Requirement
Give every line from the entries that contains "blue".

Region pointing data
= = = = = = =

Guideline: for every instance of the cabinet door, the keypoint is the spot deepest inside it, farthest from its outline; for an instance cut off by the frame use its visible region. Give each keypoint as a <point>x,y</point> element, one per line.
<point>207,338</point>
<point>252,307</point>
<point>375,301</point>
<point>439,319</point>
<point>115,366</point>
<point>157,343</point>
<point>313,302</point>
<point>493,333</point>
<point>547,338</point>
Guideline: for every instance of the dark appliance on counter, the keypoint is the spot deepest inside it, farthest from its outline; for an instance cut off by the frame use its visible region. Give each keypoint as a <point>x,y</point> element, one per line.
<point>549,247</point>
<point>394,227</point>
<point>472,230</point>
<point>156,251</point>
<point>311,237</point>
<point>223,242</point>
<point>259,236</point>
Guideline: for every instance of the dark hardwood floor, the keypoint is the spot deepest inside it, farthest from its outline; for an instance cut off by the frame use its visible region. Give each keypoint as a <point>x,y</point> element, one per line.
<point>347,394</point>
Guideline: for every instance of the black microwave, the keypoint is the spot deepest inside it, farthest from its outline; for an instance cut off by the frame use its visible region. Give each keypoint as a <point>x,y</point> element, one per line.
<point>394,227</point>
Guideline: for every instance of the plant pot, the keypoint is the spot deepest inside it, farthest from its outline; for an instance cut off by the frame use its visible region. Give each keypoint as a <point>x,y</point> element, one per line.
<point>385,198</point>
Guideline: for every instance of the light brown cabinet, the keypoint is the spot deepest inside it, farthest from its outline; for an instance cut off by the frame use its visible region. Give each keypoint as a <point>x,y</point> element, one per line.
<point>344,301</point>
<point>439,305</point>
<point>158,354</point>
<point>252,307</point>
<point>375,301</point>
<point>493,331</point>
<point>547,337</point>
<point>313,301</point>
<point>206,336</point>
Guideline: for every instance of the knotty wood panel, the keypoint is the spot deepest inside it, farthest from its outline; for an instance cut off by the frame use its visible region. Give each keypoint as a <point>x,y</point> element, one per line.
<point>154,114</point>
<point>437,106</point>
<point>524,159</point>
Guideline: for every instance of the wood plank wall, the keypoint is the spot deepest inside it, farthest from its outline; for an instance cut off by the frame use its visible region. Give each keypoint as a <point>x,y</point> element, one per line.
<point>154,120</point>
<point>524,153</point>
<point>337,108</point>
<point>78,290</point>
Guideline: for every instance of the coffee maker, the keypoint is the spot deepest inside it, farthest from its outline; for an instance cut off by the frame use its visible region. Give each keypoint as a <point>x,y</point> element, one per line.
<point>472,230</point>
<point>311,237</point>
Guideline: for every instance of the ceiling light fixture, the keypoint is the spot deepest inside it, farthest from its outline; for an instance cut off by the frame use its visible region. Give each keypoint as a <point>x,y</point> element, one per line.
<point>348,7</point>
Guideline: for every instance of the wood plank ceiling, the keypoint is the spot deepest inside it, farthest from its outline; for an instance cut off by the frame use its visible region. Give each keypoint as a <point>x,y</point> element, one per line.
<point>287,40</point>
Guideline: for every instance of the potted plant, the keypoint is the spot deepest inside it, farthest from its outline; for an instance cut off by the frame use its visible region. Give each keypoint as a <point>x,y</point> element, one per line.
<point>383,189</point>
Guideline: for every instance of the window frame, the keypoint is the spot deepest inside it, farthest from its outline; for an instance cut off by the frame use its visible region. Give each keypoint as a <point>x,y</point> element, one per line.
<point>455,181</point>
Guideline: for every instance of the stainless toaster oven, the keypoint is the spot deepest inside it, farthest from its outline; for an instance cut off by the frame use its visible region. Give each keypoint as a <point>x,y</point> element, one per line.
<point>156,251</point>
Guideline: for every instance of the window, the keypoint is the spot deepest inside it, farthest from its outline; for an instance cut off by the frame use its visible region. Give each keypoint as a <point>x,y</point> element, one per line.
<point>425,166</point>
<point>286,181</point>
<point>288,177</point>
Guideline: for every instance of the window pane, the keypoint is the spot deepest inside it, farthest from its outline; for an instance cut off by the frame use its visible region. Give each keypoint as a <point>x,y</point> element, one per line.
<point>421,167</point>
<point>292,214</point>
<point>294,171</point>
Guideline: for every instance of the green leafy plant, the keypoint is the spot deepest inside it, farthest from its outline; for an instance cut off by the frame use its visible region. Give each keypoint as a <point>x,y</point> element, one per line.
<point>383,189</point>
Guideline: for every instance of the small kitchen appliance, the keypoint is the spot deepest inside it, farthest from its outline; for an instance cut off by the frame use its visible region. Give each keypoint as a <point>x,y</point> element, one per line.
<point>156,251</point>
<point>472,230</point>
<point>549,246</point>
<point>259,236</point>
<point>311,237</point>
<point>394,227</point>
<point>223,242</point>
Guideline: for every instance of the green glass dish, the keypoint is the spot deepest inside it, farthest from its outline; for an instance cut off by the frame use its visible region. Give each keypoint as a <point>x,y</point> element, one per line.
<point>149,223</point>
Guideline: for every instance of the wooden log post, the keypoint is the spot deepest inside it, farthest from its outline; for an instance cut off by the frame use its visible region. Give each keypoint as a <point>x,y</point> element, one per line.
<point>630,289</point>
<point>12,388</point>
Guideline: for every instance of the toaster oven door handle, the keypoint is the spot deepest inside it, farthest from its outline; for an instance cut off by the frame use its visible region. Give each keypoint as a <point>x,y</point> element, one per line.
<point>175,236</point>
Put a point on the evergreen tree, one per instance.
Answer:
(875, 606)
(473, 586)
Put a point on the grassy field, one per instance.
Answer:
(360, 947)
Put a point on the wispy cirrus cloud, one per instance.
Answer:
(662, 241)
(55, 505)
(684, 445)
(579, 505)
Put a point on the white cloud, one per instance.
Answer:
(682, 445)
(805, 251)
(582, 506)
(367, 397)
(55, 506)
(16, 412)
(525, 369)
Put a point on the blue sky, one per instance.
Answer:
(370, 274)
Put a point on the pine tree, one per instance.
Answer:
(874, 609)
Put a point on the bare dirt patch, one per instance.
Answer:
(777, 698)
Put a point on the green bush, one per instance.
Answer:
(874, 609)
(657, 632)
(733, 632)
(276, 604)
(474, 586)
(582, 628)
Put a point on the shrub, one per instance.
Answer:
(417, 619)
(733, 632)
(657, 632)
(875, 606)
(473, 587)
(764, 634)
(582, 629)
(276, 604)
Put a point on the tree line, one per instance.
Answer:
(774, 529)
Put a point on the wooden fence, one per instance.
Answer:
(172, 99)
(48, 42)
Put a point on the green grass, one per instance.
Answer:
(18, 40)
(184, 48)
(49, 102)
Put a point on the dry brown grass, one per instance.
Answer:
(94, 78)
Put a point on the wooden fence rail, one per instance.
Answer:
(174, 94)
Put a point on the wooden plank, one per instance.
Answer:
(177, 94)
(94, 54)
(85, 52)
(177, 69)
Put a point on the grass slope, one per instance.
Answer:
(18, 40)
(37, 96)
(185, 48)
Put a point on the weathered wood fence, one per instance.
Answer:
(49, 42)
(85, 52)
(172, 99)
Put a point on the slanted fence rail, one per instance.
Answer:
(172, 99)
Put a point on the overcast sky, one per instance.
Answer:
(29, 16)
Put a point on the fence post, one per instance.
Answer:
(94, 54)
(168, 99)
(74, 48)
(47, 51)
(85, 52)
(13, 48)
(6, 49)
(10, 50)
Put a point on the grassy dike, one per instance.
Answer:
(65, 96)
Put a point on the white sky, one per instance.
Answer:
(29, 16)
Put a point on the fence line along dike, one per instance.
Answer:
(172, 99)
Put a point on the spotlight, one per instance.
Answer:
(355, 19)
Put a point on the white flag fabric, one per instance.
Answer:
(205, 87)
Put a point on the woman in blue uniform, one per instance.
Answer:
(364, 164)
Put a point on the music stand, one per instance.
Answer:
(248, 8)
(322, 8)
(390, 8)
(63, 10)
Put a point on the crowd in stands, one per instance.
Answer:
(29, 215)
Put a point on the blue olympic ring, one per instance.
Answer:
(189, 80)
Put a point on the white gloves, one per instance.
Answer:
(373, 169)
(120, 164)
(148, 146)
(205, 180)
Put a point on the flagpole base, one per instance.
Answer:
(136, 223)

= = = = = = =

Expected answer
Put a point on the blue sky, one per instance.
Put a point on the woman in blue uniform, one per instance.
Put a point on the blue olympic ring, one per instance.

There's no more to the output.